* What to do *
From the records below, pull each line that has "distant".

Top of Task data

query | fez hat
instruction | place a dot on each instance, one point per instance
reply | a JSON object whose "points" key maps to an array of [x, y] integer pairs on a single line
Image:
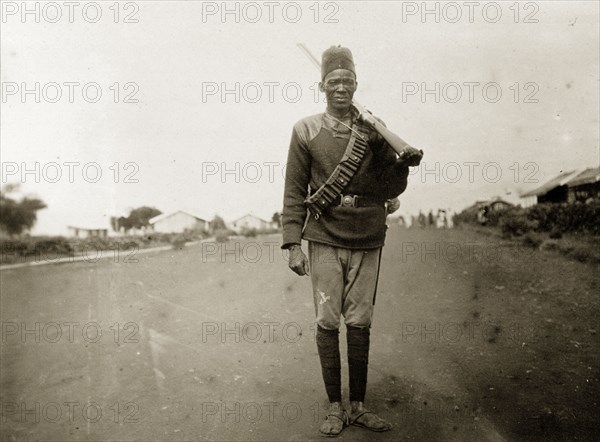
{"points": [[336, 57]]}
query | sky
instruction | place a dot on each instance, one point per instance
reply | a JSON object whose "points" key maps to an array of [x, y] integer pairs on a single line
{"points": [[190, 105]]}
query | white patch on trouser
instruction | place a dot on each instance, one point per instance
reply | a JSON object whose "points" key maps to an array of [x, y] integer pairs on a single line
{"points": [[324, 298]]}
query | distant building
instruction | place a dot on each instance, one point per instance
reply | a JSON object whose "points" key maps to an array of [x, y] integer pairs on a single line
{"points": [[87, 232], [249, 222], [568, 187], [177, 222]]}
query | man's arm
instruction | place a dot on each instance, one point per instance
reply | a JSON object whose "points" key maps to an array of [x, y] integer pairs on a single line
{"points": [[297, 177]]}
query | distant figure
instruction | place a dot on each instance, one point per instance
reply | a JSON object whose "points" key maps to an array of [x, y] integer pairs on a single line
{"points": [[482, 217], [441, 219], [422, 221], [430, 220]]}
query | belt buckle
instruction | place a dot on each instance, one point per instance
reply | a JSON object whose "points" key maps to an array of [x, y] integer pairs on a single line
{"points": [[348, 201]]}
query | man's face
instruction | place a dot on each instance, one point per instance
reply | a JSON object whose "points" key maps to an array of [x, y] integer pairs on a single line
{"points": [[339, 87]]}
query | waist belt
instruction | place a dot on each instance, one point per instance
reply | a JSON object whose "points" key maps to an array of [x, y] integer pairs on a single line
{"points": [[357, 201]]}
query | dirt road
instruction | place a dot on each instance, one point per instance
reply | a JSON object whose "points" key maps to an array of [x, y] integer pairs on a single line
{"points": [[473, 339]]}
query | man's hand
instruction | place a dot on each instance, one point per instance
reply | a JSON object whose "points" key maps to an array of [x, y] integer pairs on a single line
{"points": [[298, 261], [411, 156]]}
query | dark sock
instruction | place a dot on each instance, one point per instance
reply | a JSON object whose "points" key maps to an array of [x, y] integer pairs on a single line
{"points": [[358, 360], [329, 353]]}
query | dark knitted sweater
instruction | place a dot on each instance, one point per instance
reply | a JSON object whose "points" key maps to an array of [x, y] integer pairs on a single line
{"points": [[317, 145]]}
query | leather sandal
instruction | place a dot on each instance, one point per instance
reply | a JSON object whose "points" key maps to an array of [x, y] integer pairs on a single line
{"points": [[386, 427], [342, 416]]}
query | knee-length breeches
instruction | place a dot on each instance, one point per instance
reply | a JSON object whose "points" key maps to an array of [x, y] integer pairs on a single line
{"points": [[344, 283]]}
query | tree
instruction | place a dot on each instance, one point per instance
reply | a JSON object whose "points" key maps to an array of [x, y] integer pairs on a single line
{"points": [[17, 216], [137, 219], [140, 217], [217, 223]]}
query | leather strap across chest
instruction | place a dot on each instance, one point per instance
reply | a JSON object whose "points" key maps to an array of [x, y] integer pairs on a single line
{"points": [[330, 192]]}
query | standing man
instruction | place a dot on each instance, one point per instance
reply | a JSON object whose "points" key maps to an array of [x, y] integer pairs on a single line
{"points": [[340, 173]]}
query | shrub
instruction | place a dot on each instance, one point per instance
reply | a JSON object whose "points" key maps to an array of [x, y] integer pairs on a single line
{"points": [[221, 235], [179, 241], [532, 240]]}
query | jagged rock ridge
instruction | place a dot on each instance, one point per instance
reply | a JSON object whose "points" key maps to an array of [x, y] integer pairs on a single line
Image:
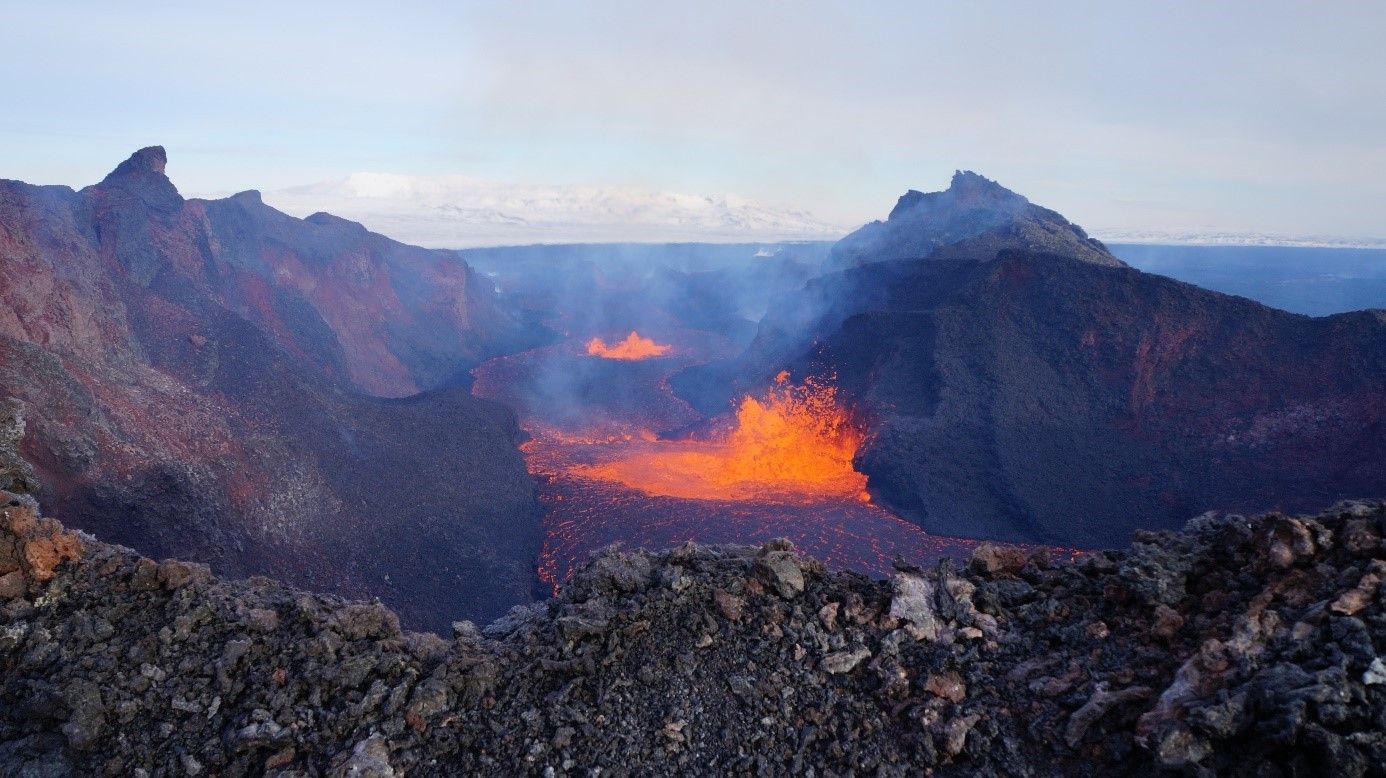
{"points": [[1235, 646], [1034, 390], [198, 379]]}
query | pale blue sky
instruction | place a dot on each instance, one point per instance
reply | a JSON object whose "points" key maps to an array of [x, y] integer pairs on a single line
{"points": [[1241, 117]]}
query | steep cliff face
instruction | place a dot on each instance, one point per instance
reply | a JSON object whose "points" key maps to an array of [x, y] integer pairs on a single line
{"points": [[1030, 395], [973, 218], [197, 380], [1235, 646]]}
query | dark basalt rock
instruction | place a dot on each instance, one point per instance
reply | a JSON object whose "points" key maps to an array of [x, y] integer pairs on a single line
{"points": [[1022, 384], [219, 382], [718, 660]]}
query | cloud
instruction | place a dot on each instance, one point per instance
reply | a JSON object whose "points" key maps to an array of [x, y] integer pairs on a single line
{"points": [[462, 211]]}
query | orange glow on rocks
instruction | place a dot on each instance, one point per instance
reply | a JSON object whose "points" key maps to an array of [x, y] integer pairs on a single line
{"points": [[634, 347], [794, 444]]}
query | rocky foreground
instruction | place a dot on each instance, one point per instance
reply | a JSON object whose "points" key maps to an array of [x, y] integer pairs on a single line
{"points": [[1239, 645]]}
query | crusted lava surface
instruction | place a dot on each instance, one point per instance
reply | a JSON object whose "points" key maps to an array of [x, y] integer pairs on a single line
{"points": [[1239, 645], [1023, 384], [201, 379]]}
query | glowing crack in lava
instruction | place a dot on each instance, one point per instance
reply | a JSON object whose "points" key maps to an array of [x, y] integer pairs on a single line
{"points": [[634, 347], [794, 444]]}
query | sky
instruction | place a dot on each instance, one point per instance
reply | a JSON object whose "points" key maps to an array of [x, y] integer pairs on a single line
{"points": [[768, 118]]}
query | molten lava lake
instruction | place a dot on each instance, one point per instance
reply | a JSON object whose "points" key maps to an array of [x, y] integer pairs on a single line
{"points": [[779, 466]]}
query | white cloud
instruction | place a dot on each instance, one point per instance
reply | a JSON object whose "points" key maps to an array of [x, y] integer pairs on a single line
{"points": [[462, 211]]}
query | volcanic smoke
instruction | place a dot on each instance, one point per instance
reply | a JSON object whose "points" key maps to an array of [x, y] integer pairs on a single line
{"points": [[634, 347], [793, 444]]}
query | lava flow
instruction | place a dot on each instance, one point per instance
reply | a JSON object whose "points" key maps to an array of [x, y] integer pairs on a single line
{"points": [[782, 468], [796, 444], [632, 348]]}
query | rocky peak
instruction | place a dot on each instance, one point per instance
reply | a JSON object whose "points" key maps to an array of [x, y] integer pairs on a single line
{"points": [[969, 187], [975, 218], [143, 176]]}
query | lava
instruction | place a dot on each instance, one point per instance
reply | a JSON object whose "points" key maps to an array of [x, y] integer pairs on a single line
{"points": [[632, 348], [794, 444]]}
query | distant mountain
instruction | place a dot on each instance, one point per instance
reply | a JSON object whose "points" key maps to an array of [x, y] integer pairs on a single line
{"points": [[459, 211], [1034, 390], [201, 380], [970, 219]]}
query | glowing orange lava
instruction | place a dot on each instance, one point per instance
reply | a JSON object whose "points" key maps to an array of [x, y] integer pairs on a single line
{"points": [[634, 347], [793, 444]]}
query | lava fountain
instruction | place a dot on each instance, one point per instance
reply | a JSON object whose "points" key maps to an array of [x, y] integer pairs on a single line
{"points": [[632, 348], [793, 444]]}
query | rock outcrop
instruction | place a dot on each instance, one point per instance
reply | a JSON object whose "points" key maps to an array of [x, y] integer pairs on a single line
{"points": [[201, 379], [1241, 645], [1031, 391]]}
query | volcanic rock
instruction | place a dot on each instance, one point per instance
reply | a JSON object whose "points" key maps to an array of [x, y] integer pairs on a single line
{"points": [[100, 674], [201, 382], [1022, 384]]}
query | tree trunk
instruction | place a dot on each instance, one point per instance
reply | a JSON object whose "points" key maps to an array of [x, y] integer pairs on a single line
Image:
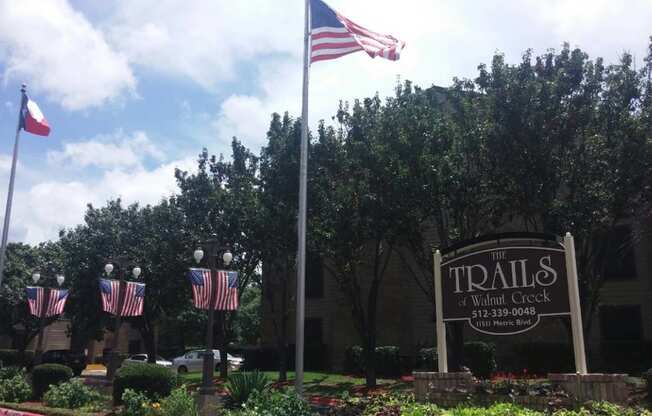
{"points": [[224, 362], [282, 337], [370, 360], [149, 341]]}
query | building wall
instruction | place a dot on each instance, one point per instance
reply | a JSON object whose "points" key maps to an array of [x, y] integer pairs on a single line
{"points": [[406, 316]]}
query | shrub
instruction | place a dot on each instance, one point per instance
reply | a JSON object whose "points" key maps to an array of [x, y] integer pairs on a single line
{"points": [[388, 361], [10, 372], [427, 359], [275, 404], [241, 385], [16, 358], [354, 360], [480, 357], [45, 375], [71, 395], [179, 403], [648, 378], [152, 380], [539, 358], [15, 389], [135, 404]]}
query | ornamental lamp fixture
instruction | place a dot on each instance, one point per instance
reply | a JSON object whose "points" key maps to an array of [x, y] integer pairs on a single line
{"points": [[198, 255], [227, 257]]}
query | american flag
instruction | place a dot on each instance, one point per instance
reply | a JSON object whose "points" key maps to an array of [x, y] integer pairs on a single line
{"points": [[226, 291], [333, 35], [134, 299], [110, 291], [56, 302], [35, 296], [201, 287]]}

Bottom of Task data
Top of Task data

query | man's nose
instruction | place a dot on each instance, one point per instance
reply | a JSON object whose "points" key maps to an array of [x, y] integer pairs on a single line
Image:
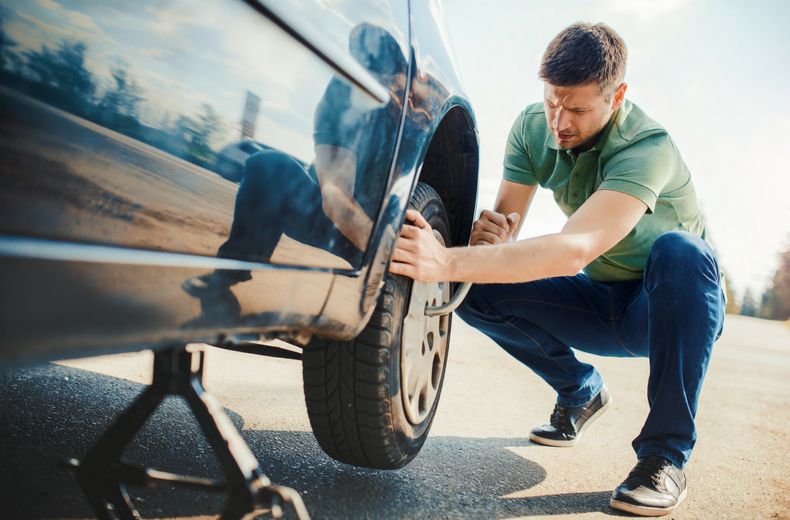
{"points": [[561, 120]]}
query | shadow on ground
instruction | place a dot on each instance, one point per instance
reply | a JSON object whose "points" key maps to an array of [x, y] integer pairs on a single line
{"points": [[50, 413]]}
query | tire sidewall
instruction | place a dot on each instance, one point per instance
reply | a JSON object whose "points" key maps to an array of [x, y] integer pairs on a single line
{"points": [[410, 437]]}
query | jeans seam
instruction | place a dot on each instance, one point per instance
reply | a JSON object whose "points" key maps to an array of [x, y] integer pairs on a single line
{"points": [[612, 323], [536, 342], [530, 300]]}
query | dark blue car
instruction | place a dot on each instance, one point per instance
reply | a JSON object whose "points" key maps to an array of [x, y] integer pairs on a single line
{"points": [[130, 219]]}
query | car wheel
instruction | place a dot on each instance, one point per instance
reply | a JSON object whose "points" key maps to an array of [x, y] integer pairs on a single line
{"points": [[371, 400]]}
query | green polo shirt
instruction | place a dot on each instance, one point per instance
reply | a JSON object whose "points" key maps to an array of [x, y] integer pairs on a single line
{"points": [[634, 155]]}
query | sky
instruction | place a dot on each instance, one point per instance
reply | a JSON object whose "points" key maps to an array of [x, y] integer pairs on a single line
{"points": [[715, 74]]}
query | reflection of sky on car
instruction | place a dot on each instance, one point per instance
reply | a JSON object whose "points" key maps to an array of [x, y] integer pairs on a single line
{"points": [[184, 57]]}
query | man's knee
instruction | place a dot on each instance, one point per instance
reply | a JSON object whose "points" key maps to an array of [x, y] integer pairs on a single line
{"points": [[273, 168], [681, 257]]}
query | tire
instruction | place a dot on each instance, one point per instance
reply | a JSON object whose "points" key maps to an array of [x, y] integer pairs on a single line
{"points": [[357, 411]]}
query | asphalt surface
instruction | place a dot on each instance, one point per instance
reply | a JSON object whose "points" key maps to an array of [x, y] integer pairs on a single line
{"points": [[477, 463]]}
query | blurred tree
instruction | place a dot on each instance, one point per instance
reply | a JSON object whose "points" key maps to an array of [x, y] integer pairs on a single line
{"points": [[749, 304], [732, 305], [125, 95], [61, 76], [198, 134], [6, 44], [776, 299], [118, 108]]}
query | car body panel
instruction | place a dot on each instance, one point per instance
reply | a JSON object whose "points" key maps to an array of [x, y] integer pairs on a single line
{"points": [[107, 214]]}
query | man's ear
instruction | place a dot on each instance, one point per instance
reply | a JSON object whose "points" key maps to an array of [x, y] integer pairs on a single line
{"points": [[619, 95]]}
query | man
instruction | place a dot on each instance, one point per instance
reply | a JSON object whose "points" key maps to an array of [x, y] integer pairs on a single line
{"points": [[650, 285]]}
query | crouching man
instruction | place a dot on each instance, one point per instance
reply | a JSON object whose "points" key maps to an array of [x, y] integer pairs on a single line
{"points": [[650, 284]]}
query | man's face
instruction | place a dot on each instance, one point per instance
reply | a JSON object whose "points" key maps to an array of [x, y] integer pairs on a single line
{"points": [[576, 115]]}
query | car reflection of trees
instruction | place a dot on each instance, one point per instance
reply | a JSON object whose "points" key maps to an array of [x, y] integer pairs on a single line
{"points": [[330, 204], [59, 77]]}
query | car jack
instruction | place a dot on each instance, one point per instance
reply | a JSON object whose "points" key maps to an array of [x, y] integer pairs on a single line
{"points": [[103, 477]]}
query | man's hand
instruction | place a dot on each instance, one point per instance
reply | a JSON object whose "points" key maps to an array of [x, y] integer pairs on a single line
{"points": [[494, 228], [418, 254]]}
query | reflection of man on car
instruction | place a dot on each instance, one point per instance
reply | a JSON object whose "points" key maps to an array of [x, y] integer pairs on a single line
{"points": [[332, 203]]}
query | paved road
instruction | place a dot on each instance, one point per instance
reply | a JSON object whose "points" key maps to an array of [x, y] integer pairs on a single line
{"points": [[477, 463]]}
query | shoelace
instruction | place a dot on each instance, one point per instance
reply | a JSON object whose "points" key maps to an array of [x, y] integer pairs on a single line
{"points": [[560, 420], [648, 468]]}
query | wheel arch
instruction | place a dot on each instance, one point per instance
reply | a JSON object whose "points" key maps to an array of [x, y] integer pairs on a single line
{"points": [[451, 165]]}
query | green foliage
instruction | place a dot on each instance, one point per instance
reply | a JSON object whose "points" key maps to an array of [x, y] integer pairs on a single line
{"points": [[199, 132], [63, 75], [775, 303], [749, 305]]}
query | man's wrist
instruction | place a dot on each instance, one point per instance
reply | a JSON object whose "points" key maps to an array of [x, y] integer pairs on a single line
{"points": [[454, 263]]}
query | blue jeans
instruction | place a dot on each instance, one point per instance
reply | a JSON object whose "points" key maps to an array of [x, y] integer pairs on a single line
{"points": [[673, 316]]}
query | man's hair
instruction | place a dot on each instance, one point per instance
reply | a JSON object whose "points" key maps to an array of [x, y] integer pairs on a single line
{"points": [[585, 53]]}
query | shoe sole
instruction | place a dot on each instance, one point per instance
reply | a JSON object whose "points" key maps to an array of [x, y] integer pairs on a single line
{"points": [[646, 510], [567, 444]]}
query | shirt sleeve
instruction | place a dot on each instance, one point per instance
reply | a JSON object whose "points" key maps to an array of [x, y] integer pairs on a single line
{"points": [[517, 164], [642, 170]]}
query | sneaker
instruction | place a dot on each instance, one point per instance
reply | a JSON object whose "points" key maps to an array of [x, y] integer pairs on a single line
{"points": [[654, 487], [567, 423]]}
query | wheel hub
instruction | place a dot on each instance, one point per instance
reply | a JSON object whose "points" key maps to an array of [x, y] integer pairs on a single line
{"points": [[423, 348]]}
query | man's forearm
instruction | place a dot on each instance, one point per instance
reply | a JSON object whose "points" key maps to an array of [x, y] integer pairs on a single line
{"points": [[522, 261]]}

Bottom of Task data

* Answer for this exercise *
query | distant building
query | distant figure
query | distant mountain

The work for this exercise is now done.